RE: What Are Writing Skills?

Subject: RE: What Are Writing Skills?
From: "Sharon Burton" <sharon -at- anthrobytes -dot- com>
To: "TECHWR-L" <techwr-l -at- lists -dot- techwr-l -dot- com>
Date: Sat, 26 Feb 2005 17:15:36 -0800


Tony, I really don't care what you call good engineering or bad engineering.
Every engineer I've known, every kind of engineer I've known, including the
one I was engaged to (who was a breath-takingly brilliant engineer), is
interested in what the technology does, not what you want to do with it.
It's what we want engineers to do. We want them to think of cool technology
and then build it. It's up to others to see the value of the cool technology
and come up with things for people to use it for. Hell, the engineers that
developed TV and then radio couldn't really think of a use for these
technologies. It's true - look it up.

No one here is saying not to analyze the technology they are writing about.
What we are saying is that Hooray! you seem to have found one way that works
for you. But it's just one way that works for you. There are other ways to
analyze the technology and get the same or better end result than what you
are doing. The point to all of this is:

Are you writing useful product documentation that makes your users lives
easier? Are you delivering that documentation to them in a way that makes it
easy for them to find that information? Are you meeting your users needs?
Are you hitting your deadlines?

I personally don't care if I ever understand how the data flows in a product
I'm writing about. It makes little difference to me if I ever figure that
out. If making pretty pictures makes it easier for you, then, well, that's
great. However, you are clearly a visual learner and pictures _would_ make
you very happy. I am not a visual learner. I am a hands on learner. Your
pictures would deeply frustrate me because they would make no sense to me.
They would tell me nothing about the product in a way that I can understand.

However, give me the product and let me work it for a few days and I will
understand what the thing does and how it does it. And what the users need
to know about the product. And why they need to know that. And have a
logical breakdown of the tasks they need to do in the product. And a content
spec. And a user analysis. And maybe a few scenarios.

● EXERCISE OBJECTIVE: Continue the mailing-list reply about writing skills from the point where it stops.

● DATA:
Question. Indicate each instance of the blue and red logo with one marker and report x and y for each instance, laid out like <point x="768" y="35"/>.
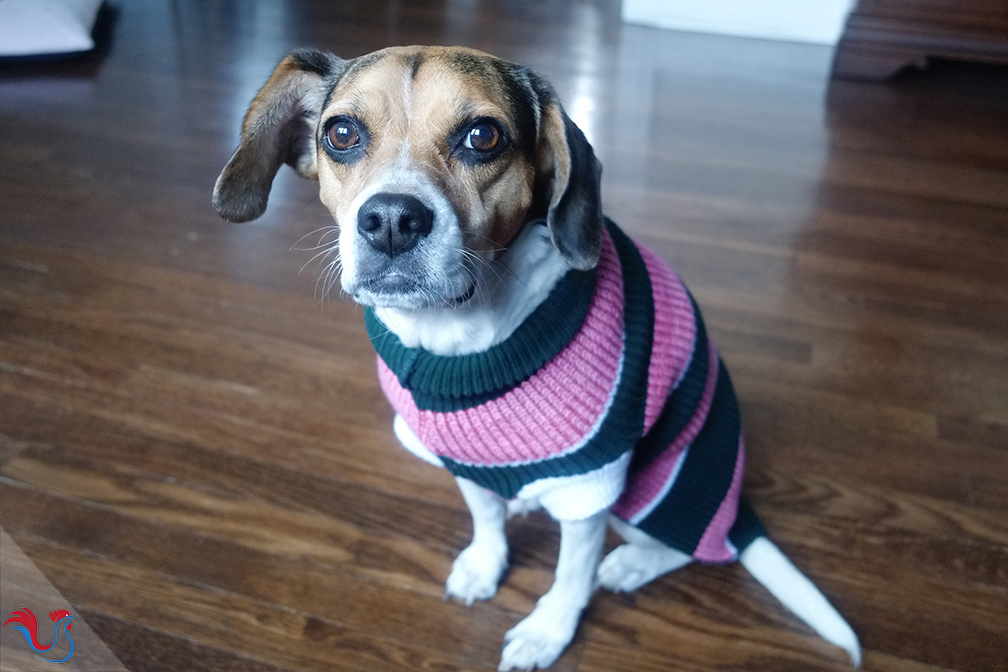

● EXERCISE RESPONSE:
My guess is that your product docs have a lot of pictures in them,
reflecting your visual learning nature. What are you doing to support the
other learning styles in your audience? Have you thought about that? What
has your DFD analysis told you about how to support the auditory learners in
your user base, for example?

What has your DFD analysis told you about how you should best index for
irretrievability? About how you should design your online help so the users
get both the big picture and the info they need, without putting too much
info on the screen that research shows they won't scroll? How about the
Getting Started manual? What does your DFD tell you about that? Did your DFD
tell you anything about the users who used a competitors product and how to
move the user from that product to this one in the most simple way possible?
How about the online training? How about the situation where the budget
allows for a 40 page manual when a 300 page manual is really needed but the
client has no money for the big manual? How do you decide what goes in
there, given the client doesn't have the budget or time for you to make a
DFD?

In other words, you have a nice tool that seems to work for you to do some
things. What other tool do you have in your kit for when that tool is
inappropriate? Not all tools are appropriate for everything. That's part of
what makes a senior writer - the understanding that having many tools in our
bag is a big help. Oh, that, and humility.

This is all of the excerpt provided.